### Goal 1
Retype the stretch of the speaker forum thread from "This combination was" through "very versatile speaker." character for character.

### Page extract

We are working with Mark Pinske at Radian Loudspeaker to develop a high efficiency monitor.
Mark is confident that this is one of the top driver/crossover combos he has ever developed.

It will be the form factor of a large bookshelf speaker but will be capable of peak SPL up to 125 db.
It's designed to operate with a crossover from 70-100 hz.

For those who have the space, they work great as surrounds too.
The cabinet dimensions are 12.5" W x 12" D x 20" H

Edit: James, since you are only 35 miles away you should come hear them soon!


----------



## jamesfrazier (Jul 24, 2011)

edgebsl said:


> We are working with Mark Pinske at Radian Loudspeaker to develop a high efficiency monitor. Mark is confident that this is one of the top driver/crossover combos he has ever developed. It will be the form factor of a large bookshelf speaker but will be capable of peak SPL up to 125 db. It's designed to operate with a crossover from 70-100 hz. For those who have the space, they work great as surrounds too. The cabinet dimensions are 12.5" W x 12" D x 20" H Edit: James, since you are only 35 miles away you should come hear them soon!


I would love to come audition all your line up . Still plan on buying a sub from you this summer. I'll be in touch!


----------



## jamesfrazier (Jul 24, 2011)

Didn't even comment on your reply ha. I guess if I'm buying a sub from you I should keep it all matching huh haha. Those sound like they should be perfect for my 2 channel system I'm working on putting together. I have a cheaper receiver so high efficiency is a must. What driver/tweeter are you going to be using? Have you gotten that far yet?


----------



## edgebsl (Oct 1, 2010)

jamesfrazier said:


> Didn't even comment on your reply ha. I guess if I'm buying a sub from you I should keep it all matching huh haha. Those sound like they should be perfect for my 2 channel system I'm working on putting together. I have a cheaper receiver so high efficiency is a must. What driver/tweeter are you going to be using? Have you gotten that far yet?


Oh wow, good thing we are releasing more info about these by Monday lol!
You're pulling it out of me. :help:

We are utilizing a driver based off of the Radian 5210 coaxial speaker. The woofer cone and magnet assembly are stock but Mark is recommending a different tweeter diaphragm for our application and has sourced a crossover that is more transparent for this than anything they sell to pro audio. He says it is the best passive crossover he has ever heard and has trouble replicating it's smoothness with active bi-amping.

This combination was tested for a custom install for studio monitors for a prominent recording studio in NY.
This engineer was a tough customer that had gone through countless far and mid field monitors. He told Radian that this was his favorite speaker to date and he has owned units costing up to $20k a pair.

This speaker will work well in a two channel configuration as well as 5.1. It also makes a great studio monitor and this driver platform has even been used in FOH live sound applications. It is a very versatile speaker.
And it is made right here in the USA.

### The input
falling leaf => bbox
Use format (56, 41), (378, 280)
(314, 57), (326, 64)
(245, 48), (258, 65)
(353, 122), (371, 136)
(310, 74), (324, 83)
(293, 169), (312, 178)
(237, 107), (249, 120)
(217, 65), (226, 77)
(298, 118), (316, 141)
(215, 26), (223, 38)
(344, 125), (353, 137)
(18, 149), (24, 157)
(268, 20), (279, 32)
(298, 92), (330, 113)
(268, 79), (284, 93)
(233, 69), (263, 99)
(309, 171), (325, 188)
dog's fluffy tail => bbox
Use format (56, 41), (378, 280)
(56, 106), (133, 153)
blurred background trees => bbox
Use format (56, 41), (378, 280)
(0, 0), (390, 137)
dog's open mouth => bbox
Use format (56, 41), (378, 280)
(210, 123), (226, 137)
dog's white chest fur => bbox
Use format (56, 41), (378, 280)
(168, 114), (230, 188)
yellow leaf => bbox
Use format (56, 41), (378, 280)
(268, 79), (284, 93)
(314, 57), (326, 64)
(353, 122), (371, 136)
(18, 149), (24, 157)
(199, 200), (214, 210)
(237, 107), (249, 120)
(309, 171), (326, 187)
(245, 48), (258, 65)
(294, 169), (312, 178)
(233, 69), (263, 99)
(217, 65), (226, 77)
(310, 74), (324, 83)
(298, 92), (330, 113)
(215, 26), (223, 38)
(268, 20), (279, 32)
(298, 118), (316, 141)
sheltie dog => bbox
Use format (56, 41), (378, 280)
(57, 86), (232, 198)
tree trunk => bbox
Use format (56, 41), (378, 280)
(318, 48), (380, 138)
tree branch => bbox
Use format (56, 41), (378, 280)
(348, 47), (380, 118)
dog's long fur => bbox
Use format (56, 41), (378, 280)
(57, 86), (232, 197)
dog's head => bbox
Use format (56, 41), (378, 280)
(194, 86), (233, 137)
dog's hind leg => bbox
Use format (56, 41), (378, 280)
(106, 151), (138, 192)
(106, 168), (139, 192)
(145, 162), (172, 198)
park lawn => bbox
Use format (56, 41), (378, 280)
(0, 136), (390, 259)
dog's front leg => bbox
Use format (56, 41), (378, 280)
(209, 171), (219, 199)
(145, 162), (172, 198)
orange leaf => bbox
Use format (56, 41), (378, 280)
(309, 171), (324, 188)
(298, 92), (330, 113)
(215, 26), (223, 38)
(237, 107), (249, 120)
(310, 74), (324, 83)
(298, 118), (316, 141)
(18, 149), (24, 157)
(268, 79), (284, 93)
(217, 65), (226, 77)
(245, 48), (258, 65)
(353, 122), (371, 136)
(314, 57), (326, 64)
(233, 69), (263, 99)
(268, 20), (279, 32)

### Goal 2
Put the lines of the records from the one containing "dog's fluffy tail => bbox" through the one containing "(168, 114), (230, 188)" into a numbered list, leaving out blank lines.

### Correct answer 1
This combination was tested for a custom install for studio monitors for a prominent recording studio in NY.
This engineer was a tough customer that had gone through countless far and mid field monitors. He told Radian that this was his favorite speaker to date and he has owned units costing up to $20k a pair.

This speaker will work well in a two channel configuration as well as 5.1. It also makes a great studio monitor and this driver platform has even been used in FOH live sound applications. It is a very versatile speaker.

### Correct answer 2
1. dog's fluffy tail => bbox
2. Use format (56, 41), (378, 280)
3. (56, 106), (133, 153)
4. blurred background trees => bbox
5. Use format (56, 41), (378, 280)
6. (0, 0), (390, 137)
7. dog's open mouth => bbox
8. Use format (56, 41), (378, 280)
9. (210, 123), (226, 137)
10. dog's white chest fur => bbox
11. Use format (56, 41), (378, 280)
12. (168, 114), (230, 188)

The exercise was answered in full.